** Directions **
Retype all the entries word for word, but omit the pictures.

** Data records **
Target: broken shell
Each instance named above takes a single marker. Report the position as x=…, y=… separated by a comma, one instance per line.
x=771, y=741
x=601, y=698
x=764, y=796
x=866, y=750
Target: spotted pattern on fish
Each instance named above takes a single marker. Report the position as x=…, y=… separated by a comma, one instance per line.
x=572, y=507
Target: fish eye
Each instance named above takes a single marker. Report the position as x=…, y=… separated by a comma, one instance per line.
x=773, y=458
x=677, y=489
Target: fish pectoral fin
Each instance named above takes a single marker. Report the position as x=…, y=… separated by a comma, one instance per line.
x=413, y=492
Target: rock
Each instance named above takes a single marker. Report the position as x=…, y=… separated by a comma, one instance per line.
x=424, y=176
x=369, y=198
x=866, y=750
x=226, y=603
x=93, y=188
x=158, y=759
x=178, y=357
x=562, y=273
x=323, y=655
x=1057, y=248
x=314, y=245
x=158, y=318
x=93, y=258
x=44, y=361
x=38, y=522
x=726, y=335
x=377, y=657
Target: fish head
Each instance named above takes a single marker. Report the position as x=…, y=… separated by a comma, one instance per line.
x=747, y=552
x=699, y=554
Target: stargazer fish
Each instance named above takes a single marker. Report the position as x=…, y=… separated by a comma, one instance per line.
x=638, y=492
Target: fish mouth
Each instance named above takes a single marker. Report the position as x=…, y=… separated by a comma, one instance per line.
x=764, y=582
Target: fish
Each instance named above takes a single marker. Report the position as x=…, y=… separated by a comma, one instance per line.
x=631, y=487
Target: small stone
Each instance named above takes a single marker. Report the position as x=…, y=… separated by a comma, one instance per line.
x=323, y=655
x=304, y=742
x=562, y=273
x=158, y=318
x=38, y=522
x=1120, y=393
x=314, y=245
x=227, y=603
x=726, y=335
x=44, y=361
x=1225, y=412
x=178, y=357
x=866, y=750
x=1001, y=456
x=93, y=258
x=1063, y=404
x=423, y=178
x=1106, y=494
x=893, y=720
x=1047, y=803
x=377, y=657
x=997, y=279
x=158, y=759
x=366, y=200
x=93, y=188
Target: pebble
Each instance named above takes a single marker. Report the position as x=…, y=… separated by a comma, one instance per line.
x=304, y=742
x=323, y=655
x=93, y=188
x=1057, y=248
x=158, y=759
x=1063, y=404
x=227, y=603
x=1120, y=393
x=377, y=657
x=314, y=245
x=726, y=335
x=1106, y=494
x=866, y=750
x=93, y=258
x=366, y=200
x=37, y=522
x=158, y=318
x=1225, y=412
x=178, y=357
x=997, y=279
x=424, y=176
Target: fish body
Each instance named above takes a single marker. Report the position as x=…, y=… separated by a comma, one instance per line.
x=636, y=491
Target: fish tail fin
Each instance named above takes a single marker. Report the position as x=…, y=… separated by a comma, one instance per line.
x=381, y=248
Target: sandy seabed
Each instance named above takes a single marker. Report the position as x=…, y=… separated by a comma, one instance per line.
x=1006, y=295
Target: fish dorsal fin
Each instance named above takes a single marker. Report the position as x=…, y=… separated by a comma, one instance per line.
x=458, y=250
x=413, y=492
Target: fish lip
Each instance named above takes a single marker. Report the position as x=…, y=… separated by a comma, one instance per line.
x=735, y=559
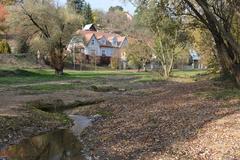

** Reply **
Target: broken shell
Each instance named above takes a single marker. Report the position as x=…, y=… separated by a comma, one instance per line.
x=771, y=741
x=601, y=698
x=764, y=796
x=866, y=750
Target: spotted pattern on fish
Each instance named above takes a single marker. Report the position as x=…, y=… separated by a comma, one instance per line.
x=572, y=507
Target: fish eye
Each instance named above takes a single marker. Report the position as x=…, y=… separated by a comma, one instance per line.
x=773, y=458
x=677, y=489
Target: fish pectoral fin
Each instance named above takes a single marker. Report the position as x=…, y=… separated by a comma, one instance per line.
x=413, y=492
Target: rock
Each instance named above takes a single marker. Report the position as x=…, y=… separated by a comma, one instance per line.
x=424, y=176
x=369, y=198
x=866, y=750
x=226, y=603
x=93, y=188
x=158, y=759
x=178, y=357
x=562, y=273
x=323, y=655
x=1057, y=248
x=314, y=245
x=158, y=318
x=93, y=258
x=44, y=361
x=38, y=522
x=726, y=335
x=377, y=657
Target: fish head
Each instance named above takes a single marker. Report the position as x=…, y=… separated by a comma, one instance per line.
x=747, y=552
x=699, y=554
Target: stargazer fish
Each instance named above takes a single marker. Report the position as x=…, y=… separated by a comma, one instance per line.
x=638, y=492
Target: fish mouth
Each instance named above takes a single marker. Report the position as x=…, y=… separated by a comma, one instance per line.
x=764, y=582
Target: fish
Each instance named above takes a single marker. Report the position as x=…, y=… separated by a comma, one instance per line.
x=631, y=487
Target: small stone
Each instance named above takes a single marker. Report the position as x=…, y=… separated by a comma, one instance per line.
x=323, y=655
x=304, y=742
x=562, y=273
x=158, y=318
x=38, y=522
x=1120, y=393
x=314, y=245
x=227, y=603
x=726, y=335
x=44, y=361
x=1225, y=412
x=178, y=357
x=866, y=750
x=1001, y=456
x=93, y=258
x=1063, y=404
x=423, y=178
x=1106, y=494
x=893, y=720
x=1047, y=803
x=377, y=657
x=997, y=279
x=158, y=759
x=366, y=200
x=93, y=188
Target: pebble
Each instance named above takes a single marker. Report the position as x=…, y=… separated by a comma, one instance per line.
x=304, y=742
x=323, y=655
x=93, y=188
x=1057, y=248
x=158, y=759
x=1063, y=404
x=227, y=603
x=1120, y=393
x=377, y=657
x=314, y=245
x=726, y=335
x=1106, y=494
x=866, y=750
x=93, y=258
x=366, y=200
x=37, y=522
x=158, y=318
x=1225, y=412
x=178, y=357
x=997, y=279
x=424, y=176
Target: fish body
Each instance named above takes a single marker. Report the position as x=…, y=… separated by a comma, one instance per line.
x=636, y=491
Target: fish tail fin
Each instance named above takes a single marker. Report the position as x=…, y=… separated by a comma, one instance per line.
x=381, y=248
Target: sandy seabed
Each instance named above takes a single marker. Report the position as x=…, y=… separated by a comma, one instance per line.
x=1006, y=295
Target: fish dorsal fin
Each instance named above takes a single marker. Report the position as x=…, y=… separated by a comma, one instance per line.
x=458, y=250
x=413, y=492
Target: fish lip
Each instance named above takes a single marker. Report the position as x=…, y=… separated by a comma, one instance per line.
x=735, y=559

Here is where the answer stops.